Update the data below by replacing every occurrence of "photo" with "image". Keep all other text the same.
· · · · · · ·
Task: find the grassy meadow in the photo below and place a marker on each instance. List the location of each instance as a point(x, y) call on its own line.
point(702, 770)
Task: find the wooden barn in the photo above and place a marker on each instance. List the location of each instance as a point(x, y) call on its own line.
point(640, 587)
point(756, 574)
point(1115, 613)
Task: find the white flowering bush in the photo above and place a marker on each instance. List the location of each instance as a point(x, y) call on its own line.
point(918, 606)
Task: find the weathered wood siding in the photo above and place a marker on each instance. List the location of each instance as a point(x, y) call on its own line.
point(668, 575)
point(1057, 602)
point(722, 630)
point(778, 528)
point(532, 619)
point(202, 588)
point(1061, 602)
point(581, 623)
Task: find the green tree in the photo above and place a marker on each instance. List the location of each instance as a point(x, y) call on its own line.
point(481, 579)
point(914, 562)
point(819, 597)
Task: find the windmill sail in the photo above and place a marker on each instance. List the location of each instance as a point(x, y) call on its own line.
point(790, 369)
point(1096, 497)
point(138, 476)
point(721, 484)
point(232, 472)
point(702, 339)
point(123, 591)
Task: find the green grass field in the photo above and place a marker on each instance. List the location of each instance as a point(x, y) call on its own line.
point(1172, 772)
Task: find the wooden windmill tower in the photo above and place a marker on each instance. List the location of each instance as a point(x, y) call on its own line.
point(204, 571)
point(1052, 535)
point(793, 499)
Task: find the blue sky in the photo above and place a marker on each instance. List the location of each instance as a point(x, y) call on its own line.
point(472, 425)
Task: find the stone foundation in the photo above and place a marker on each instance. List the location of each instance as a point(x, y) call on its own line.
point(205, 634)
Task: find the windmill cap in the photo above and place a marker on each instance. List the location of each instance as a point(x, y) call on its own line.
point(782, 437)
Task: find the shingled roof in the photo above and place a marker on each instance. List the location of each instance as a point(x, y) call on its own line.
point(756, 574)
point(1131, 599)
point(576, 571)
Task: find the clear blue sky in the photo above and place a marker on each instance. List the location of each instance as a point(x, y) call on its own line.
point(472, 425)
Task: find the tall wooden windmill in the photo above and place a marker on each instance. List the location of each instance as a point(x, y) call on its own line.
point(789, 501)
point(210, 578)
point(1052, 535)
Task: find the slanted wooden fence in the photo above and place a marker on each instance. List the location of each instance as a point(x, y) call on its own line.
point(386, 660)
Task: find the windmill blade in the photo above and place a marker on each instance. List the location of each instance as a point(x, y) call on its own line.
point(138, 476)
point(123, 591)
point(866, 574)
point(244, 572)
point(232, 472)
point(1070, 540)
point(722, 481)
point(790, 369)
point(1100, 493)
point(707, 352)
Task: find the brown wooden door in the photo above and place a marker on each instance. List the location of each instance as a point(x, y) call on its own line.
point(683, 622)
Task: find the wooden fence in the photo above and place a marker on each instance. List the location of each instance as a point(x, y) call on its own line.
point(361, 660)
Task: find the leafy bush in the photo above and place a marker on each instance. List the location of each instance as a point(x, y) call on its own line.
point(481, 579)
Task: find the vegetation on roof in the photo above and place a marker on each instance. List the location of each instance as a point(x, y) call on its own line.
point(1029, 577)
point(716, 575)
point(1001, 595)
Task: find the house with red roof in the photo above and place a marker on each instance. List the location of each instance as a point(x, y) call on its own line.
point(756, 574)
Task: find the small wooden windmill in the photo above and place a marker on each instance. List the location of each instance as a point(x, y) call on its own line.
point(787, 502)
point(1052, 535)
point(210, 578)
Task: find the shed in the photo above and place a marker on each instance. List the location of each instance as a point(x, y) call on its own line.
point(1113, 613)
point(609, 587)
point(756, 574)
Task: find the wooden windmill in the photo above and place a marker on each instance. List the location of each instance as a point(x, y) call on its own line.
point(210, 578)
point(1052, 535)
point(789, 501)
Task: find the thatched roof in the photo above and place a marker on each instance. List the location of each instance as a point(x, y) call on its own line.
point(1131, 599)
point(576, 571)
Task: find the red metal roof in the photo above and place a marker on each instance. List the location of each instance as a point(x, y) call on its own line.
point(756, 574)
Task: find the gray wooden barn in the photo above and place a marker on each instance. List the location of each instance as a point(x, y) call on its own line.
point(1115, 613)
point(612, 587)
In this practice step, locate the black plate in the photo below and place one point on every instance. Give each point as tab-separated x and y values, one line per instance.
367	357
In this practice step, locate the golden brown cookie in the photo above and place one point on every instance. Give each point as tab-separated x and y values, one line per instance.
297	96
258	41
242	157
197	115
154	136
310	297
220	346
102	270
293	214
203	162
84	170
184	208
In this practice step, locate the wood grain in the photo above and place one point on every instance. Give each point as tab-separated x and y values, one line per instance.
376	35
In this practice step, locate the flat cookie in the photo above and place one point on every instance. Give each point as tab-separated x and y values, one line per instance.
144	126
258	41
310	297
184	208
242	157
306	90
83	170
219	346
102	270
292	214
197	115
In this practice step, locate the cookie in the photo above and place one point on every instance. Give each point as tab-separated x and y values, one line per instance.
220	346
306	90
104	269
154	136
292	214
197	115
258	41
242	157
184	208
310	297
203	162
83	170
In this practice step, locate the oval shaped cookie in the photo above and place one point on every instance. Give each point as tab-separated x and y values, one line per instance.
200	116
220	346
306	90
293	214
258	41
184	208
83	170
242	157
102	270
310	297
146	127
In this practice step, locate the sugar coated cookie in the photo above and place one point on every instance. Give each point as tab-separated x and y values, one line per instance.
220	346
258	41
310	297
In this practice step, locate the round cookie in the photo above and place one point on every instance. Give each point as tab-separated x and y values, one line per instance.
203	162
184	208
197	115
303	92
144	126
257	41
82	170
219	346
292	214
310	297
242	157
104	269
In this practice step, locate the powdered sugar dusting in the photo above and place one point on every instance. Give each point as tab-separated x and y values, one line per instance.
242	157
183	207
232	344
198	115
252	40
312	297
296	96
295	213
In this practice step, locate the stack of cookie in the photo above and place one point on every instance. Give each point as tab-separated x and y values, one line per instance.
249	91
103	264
· · · · · · ·
» THE RESPONSE
Task: find the grassy meadow in the image below and place a marker on each instance. List the location of each instance as a point(x, y) call on its own line.
point(702, 770)
Task: find the wooden barn in the image above and place a marker on each instance. List the location of each instance as a point(x, y) call on its own line.
point(640, 587)
point(756, 574)
point(1115, 613)
Task: find the white flowering bush in the image above and place a marker on each instance. List the location of each instance as a point(x, y) call on its own line.
point(918, 606)
Task: find the weathered wood siding in the image above and place a marker on each instance. List the location of each instance as a point(x, y) call on its own line.
point(668, 575)
point(1057, 602)
point(722, 630)
point(778, 528)
point(532, 619)
point(202, 588)
point(1061, 602)
point(581, 623)
Task: find the green tree in the image above and place a marker on each instance. List the location of each instance as a point(x, y) call on its own line.
point(481, 579)
point(914, 562)
point(819, 597)
Task: find the windmill sail in the image above and place a marker on each instance. List the location of each instance as a point(x, y) call on its own line.
point(790, 369)
point(1096, 497)
point(138, 476)
point(721, 484)
point(232, 472)
point(702, 339)
point(123, 591)
Task: find the green grass field in the image above and place a marker on each instance. List the location of each instance as a point(x, y) call on its own line.
point(1172, 772)
Task: find the wooden windmill tower in the image above and place a marker on each instance. List the location of each instance as a point(x, y) call on its own line.
point(204, 571)
point(1052, 535)
point(793, 499)
Task: find the blue sky in the image above and place a marker on each instance. List the location of each instance as a point(x, y) call on its own line.
point(472, 425)
Task: find the stone foundation in the image above and place a marker on each instance. List the location of each instance as a point(x, y) call on its own line.
point(205, 634)
Task: find the windmill cap in the image above and place a marker on each instance. List the location of each instance as a point(x, y) call on its own line.
point(782, 437)
Task: find the shingled roof in the image above and place a marker on each instance. List the location of each instance as a point(x, y) call on its own line.
point(756, 574)
point(1131, 599)
point(576, 571)
Task: find the clear blue sky in the image above and place a marker on each instance. List the location of each instance as a point(x, y) call on its own line.
point(472, 425)
Task: find the tall wooden windmill in the image above and place a marker on each instance. List the location of each instance as a point(x, y) call on its own line.
point(789, 501)
point(210, 578)
point(1052, 535)
Task: find the slanted wooden fence in the image above and place a marker on each instance. List the location of each instance as a point(x, y) call on its own line.
point(386, 660)
Task: find the windmill blade in the image above and place a marker on each instance. List the location of each instance as a point(x, y) call on its own line.
point(138, 476)
point(123, 591)
point(866, 574)
point(244, 572)
point(232, 472)
point(1070, 540)
point(722, 481)
point(790, 369)
point(1100, 493)
point(707, 352)
Task: find the brown wooden door in the image above and place a marker on each instance. List the location of each instance as a point(x, y) call on its own line.
point(683, 622)
Task: find the wooden fence in the image above and place a marker on each instance. List the location of each instance as a point(x, y) call on its own line.
point(361, 660)
Task: find the leafy bush in the image above and place a marker on each instance. List the location of each instance as a point(x, y) call on its own line.
point(481, 579)
Task: find the vegetation on roof in the image above and place a marker on each instance. List the location of each instance as a point(x, y) call on its own line.
point(1029, 577)
point(716, 575)
point(1001, 595)
Task: find the house with red roof in the image above and place a marker on each instance. List the location of each instance as a point(x, y) call on its own line.
point(756, 574)
Task: find the small wooden windmill in the image above and place a marker on each instance. List the location of each instance as a point(x, y) call on its own line.
point(787, 502)
point(1052, 535)
point(210, 578)
Task: find the shed in the image above and place a marker on each instance. List the location of each instance as a point(x, y) call on its own line.
point(1113, 613)
point(609, 587)
point(756, 574)
Task: find the wooden windmill in the image above and place a marker on each instance. List the location of each instance as a point(x, y) call on its own line.
point(210, 578)
point(1052, 535)
point(789, 501)
Task: find the thatched roof in the image above and place a marker on each instance. List the location of each instance as a point(x, y) call on its own line.
point(1131, 599)
point(576, 571)
Task: find the red metal roof in the image above and place a marker on each instance. List the location of each instance as a point(x, y) call on its own line.
point(756, 574)
Task: find the gray wooden barn in the image above and place a marker on each instance. List the location of each instance as a point(x, y) call on its own line.
point(1115, 613)
point(612, 587)
In this practice step, locate the black plate in the image below and place one point on every instance. Give each point as tab-separated x and y values, one line per instance.
367	357
In this practice step, locate the golden brown cookie in the image above and place one point on every instance. Give each point as tab-separated x and y values, one line per instance.
297	96
258	41
242	157
197	115
154	136
310	297
220	346
102	270
293	214
203	162
84	170
184	208
In this practice step, locate the wood grain in the image above and place one point on every instance. Give each point as tab-separated x and y values, one line per instance.
376	35
In this practice step, locate the flat cookie in the image above and place one point on every instance. Give each point as tab-separated x and y values, one line per instance.
144	126
258	41
310	297
184	208
242	157
306	90
83	170
219	346
102	270
292	214
197	115
In this practice step, locate the cookie in the image above and place one point on every instance. Give each point as tab-separated x and y values, one line per instance.
220	346
306	90
104	269
154	136
292	214
197	115
258	41
242	157
184	208
310	297
203	162
83	170
In this practice step, locate the oval shaped cookie in the image above and place one point on every instance. Give each point as tab-separated x and y values, one line per instance.
200	116
220	346
306	90
293	214
258	41
184	208
83	170
242	157
102	270
310	297
146	127
In this practice step, locate the sugar coated cookie in the image above and place one point on every instance. Give each point as tab-separated x and y values, one line per instance.
220	346
258	41
310	297
In this practice step, locate the round cookie in the image above and place one point on every instance. Give each point as tab-separated x and y values, one line per instance.
203	162
184	208
197	115
303	92
144	126
257	41
82	170
219	346
292	214
310	297
242	157
104	269
In this practice step, locate the powdered sugar dusting in the image above and place one point on every instance. Give each point as tab-separated x and y values, one line per instance.
242	157
183	207
232	344
198	115
252	40
312	297
296	96
295	213
In this practice step, locate the stack of cookie in the image above and place one point on every instance. Give each point as tab-separated x and y values, one line per instance.
249	91
103	264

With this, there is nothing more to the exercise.